-- EXERCISE INPUTS follows --

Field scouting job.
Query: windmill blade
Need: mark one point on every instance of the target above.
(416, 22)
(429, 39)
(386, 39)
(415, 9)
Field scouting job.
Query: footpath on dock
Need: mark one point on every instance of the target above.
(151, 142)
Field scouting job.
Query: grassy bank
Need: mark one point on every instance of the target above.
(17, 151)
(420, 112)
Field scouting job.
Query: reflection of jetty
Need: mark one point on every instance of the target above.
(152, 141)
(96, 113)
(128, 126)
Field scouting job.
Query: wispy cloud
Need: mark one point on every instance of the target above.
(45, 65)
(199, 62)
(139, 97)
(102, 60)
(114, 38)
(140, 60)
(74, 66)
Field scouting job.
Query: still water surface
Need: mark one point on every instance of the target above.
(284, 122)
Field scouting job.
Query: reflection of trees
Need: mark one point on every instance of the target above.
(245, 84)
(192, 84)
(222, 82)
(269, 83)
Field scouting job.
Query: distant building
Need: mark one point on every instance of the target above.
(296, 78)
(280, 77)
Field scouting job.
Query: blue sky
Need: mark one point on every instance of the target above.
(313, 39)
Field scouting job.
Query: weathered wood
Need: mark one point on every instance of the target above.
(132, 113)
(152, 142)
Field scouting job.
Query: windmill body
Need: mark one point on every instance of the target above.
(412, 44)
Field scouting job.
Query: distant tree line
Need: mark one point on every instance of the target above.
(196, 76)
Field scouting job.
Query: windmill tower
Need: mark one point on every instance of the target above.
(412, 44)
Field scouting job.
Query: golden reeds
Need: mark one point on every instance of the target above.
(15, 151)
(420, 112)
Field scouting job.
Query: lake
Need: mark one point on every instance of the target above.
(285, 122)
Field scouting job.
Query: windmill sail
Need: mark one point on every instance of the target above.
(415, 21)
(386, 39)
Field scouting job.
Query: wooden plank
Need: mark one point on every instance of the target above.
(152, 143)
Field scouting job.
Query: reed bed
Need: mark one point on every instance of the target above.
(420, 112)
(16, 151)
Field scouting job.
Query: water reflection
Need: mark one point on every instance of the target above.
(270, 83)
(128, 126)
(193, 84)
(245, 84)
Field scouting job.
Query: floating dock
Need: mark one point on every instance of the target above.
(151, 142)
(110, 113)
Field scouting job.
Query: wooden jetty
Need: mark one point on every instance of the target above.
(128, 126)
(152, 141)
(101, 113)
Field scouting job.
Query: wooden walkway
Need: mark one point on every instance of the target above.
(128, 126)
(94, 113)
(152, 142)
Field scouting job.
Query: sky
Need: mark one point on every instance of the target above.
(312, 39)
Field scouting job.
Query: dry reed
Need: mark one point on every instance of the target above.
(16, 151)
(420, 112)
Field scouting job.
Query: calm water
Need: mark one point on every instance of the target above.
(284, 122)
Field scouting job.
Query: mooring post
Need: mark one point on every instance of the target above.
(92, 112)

-- EXERCISE INPUTS concluded --

ASSIGNED TASK:
Word for word, output the lines of the data from its first line through the line where "Query: reflection of jetty" appears, and stop there.

EXERCISE RESPONSE:
Field scouting job.
Query: windmill blade
Need: mark one point on every instance of the target above.
(416, 22)
(429, 39)
(386, 39)
(415, 9)
Field scouting job.
Query: footpath on dock
Need: mark one point on every instance of the target above.
(151, 142)
Field scouting job.
Query: grassy bank
Need: mark one point on every instance of the target above.
(17, 151)
(420, 112)
Field scouting job.
Query: reflection of jetty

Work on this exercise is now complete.